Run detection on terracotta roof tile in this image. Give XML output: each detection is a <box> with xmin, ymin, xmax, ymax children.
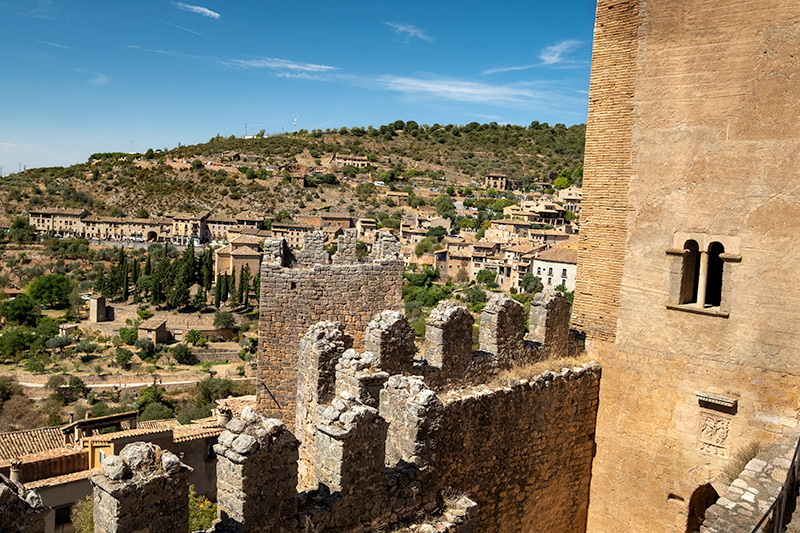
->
<box><xmin>0</xmin><ymin>427</ymin><xmax>64</xmax><ymax>461</ymax></box>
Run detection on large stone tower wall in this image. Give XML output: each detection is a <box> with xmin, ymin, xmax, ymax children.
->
<box><xmin>256</xmin><ymin>230</ymin><xmax>403</xmax><ymax>426</ymax></box>
<box><xmin>577</xmin><ymin>0</ymin><xmax>800</xmax><ymax>531</ymax></box>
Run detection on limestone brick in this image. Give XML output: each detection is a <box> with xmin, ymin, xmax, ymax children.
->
<box><xmin>577</xmin><ymin>0</ymin><xmax>800</xmax><ymax>531</ymax></box>
<box><xmin>364</xmin><ymin>310</ymin><xmax>415</xmax><ymax>375</ymax></box>
<box><xmin>423</xmin><ymin>301</ymin><xmax>474</xmax><ymax>375</ymax></box>
<box><xmin>478</xmin><ymin>293</ymin><xmax>526</xmax><ymax>364</ymax></box>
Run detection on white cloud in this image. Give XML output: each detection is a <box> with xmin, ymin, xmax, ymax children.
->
<box><xmin>384</xmin><ymin>22</ymin><xmax>433</xmax><ymax>43</ymax></box>
<box><xmin>229</xmin><ymin>57</ymin><xmax>336</xmax><ymax>72</ymax></box>
<box><xmin>482</xmin><ymin>64</ymin><xmax>537</xmax><ymax>75</ymax></box>
<box><xmin>158</xmin><ymin>20</ymin><xmax>202</xmax><ymax>36</ymax></box>
<box><xmin>539</xmin><ymin>40</ymin><xmax>582</xmax><ymax>65</ymax></box>
<box><xmin>368</xmin><ymin>75</ymin><xmax>541</xmax><ymax>107</ymax></box>
<box><xmin>175</xmin><ymin>2</ymin><xmax>220</xmax><ymax>19</ymax></box>
<box><xmin>88</xmin><ymin>73</ymin><xmax>109</xmax><ymax>86</ymax></box>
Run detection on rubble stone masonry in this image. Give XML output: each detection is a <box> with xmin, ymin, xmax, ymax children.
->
<box><xmin>257</xmin><ymin>230</ymin><xmax>403</xmax><ymax>427</ymax></box>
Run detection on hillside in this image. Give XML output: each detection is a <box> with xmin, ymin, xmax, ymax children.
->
<box><xmin>0</xmin><ymin>120</ymin><xmax>584</xmax><ymax>223</ymax></box>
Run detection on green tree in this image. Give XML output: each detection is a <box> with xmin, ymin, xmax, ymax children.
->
<box><xmin>196</xmin><ymin>376</ymin><xmax>234</xmax><ymax>404</ymax></box>
<box><xmin>3</xmin><ymin>294</ymin><xmax>39</xmax><ymax>325</ymax></box>
<box><xmin>115</xmin><ymin>348</ymin><xmax>133</xmax><ymax>368</ymax></box>
<box><xmin>214</xmin><ymin>274</ymin><xmax>221</xmax><ymax>308</ymax></box>
<box><xmin>213</xmin><ymin>310</ymin><xmax>235</xmax><ymax>330</ymax></box>
<box><xmin>119</xmin><ymin>327</ymin><xmax>138</xmax><ymax>345</ymax></box>
<box><xmin>476</xmin><ymin>269</ymin><xmax>497</xmax><ymax>286</ymax></box>
<box><xmin>521</xmin><ymin>273</ymin><xmax>544</xmax><ymax>294</ymax></box>
<box><xmin>238</xmin><ymin>264</ymin><xmax>251</xmax><ymax>307</ymax></box>
<box><xmin>171</xmin><ymin>343</ymin><xmax>195</xmax><ymax>365</ymax></box>
<box><xmin>426</xmin><ymin>226</ymin><xmax>447</xmax><ymax>239</ymax></box>
<box><xmin>140</xmin><ymin>402</ymin><xmax>174</xmax><ymax>421</ymax></box>
<box><xmin>28</xmin><ymin>274</ymin><xmax>72</xmax><ymax>308</ymax></box>
<box><xmin>185</xmin><ymin>329</ymin><xmax>206</xmax><ymax>346</ymax></box>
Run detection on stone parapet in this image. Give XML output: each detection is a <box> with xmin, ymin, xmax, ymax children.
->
<box><xmin>423</xmin><ymin>301</ymin><xmax>474</xmax><ymax>375</ymax></box>
<box><xmin>478</xmin><ymin>293</ymin><xmax>526</xmax><ymax>364</ymax></box>
<box><xmin>91</xmin><ymin>442</ymin><xmax>192</xmax><ymax>533</ymax></box>
<box><xmin>364</xmin><ymin>310</ymin><xmax>415</xmax><ymax>375</ymax></box>
<box><xmin>211</xmin><ymin>407</ymin><xmax>299</xmax><ymax>533</ymax></box>
<box><xmin>0</xmin><ymin>472</ymin><xmax>48</xmax><ymax>533</ymax></box>
<box><xmin>700</xmin><ymin>428</ymin><xmax>800</xmax><ymax>532</ymax></box>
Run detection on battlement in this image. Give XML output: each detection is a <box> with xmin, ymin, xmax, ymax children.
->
<box><xmin>257</xmin><ymin>229</ymin><xmax>404</xmax><ymax>427</ymax></box>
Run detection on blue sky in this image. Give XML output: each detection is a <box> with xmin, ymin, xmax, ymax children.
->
<box><xmin>0</xmin><ymin>0</ymin><xmax>597</xmax><ymax>171</ymax></box>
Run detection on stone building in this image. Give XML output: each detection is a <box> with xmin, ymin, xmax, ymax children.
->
<box><xmin>575</xmin><ymin>0</ymin><xmax>800</xmax><ymax>531</ymax></box>
<box><xmin>213</xmin><ymin>234</ymin><xmax>263</xmax><ymax>278</ymax></box>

----------------

Problem statement
Read the entries above, then pull out the lines that include "output".

Answer section
Run detection on terracotta roof tile in this image. Give XML output: each detection is a <box> with xmin, ymin, xmax, ymax children.
Run detection on large stone tower wall in this image. Give XML output: each detection is a <box> with xmin, ymin, xmax, ymax children.
Run detection on limestone brick in this image. Give XML output: each detection is a <box> with xmin, ymin, xmax, ymax children.
Run detection on white cloud in this image. Give XML output: each detection is a <box> with xmin, ymin, xmax, ymax children.
Run detection on rubble stone masonry in this image. Give XML output: each detection is a <box> with xmin, ymin, xmax, ymax children.
Run detection on hillside in this image. Give XML output: each detection is a <box> with xmin, ymin, xmax, ymax children.
Run detection on green tree in this image. Give XML output: each detection is a <box> with xmin, ymin, xmax, ymax children.
Run detection on stone parapet in this image. Give XML output: each detection is a <box> with xmin, ymin, xmax, ymax children.
Run detection on battlement in this image. Give XML output: each detection is a <box> with xmin, ymin, xmax, ymax children.
Run detection on blue sky in this image. Give XML output: each detection is a <box> with xmin, ymin, xmax, ymax children.
Run detection on stone building in this image. Give XML output: each detection is a <box> with xmin, ymin, xmax, ymax children.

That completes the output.